- [EXERCISE]: Identify every line in the items below that contains the string "positive", and copy each of those lines. Letter case counts.

- [MATERIALS PROVIDED]:
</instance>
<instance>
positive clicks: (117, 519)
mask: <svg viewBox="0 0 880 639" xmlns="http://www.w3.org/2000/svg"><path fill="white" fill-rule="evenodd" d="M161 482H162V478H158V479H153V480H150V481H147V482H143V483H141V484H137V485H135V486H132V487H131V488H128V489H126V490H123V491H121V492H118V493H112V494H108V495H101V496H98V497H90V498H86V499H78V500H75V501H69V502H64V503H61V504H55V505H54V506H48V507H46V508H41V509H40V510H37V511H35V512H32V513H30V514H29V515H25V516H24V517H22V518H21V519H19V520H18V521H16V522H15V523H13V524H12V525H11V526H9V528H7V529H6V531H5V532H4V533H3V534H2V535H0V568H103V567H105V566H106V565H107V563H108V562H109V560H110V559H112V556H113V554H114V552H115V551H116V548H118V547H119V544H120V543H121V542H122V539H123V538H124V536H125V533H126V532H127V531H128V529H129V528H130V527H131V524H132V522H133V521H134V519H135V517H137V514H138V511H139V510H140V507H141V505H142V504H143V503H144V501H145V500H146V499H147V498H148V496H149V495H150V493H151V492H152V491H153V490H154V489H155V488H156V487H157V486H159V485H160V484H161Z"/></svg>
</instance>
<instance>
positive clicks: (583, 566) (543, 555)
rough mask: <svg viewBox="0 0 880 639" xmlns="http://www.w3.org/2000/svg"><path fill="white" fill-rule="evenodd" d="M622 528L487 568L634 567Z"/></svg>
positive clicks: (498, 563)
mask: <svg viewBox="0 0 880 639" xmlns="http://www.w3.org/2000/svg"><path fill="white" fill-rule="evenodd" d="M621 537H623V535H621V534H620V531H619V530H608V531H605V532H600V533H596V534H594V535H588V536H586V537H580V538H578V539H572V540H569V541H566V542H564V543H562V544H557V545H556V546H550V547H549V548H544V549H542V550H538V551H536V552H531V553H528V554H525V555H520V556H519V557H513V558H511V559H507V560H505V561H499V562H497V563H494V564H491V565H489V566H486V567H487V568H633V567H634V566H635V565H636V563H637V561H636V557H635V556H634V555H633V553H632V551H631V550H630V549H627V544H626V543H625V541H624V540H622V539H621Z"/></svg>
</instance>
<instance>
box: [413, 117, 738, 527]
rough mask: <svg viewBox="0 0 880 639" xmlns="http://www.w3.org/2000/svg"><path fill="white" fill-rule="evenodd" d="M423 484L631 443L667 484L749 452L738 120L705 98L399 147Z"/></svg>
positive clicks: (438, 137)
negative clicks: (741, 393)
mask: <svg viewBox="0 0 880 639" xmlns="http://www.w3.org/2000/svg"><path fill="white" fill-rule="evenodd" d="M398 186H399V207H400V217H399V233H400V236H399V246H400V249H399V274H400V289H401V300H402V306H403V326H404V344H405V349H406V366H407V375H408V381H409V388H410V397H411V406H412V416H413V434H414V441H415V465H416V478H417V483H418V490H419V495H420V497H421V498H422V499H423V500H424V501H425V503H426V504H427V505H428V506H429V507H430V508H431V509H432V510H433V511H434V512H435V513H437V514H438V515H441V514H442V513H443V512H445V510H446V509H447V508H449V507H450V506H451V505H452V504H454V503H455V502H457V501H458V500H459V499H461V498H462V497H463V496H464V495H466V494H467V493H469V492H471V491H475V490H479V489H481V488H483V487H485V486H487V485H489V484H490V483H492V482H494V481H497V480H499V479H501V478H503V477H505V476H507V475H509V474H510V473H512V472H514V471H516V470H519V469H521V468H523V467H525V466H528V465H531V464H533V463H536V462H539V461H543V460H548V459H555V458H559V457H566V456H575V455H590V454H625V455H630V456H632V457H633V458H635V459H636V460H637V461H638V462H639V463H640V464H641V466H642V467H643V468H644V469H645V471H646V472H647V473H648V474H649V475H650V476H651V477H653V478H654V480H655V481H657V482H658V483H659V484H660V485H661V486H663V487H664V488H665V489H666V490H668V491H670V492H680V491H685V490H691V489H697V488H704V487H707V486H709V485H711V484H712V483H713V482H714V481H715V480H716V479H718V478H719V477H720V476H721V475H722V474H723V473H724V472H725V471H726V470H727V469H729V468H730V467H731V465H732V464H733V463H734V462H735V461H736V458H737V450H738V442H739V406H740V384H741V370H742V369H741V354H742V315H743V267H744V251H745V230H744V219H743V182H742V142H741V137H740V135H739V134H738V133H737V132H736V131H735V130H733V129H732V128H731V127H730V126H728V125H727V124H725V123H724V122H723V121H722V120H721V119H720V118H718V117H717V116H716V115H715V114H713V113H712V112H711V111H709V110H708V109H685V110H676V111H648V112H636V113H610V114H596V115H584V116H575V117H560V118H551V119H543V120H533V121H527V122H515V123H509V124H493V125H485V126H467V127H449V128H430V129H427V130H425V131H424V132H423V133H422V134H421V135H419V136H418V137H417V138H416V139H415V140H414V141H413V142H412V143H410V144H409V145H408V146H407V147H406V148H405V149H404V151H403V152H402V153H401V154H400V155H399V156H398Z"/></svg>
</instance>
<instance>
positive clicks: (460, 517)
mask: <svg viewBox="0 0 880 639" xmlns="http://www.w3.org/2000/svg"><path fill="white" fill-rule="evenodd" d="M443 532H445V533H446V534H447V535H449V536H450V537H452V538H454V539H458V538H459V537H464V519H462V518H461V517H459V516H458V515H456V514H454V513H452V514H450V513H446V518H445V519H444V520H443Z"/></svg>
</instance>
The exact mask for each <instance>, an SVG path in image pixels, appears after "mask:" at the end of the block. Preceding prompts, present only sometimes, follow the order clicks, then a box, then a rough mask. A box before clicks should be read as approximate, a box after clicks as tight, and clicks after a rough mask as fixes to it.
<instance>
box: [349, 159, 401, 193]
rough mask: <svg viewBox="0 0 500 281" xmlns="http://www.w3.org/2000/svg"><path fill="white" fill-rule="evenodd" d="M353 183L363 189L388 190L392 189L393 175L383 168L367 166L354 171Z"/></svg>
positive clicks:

- [SOLVED EXERCISE]:
positive clicks: (117, 519)
positive clicks: (583, 566) (543, 555)
positive clicks: (498, 563)
positive clicks: (438, 137)
positive clicks: (460, 517)
positive clicks:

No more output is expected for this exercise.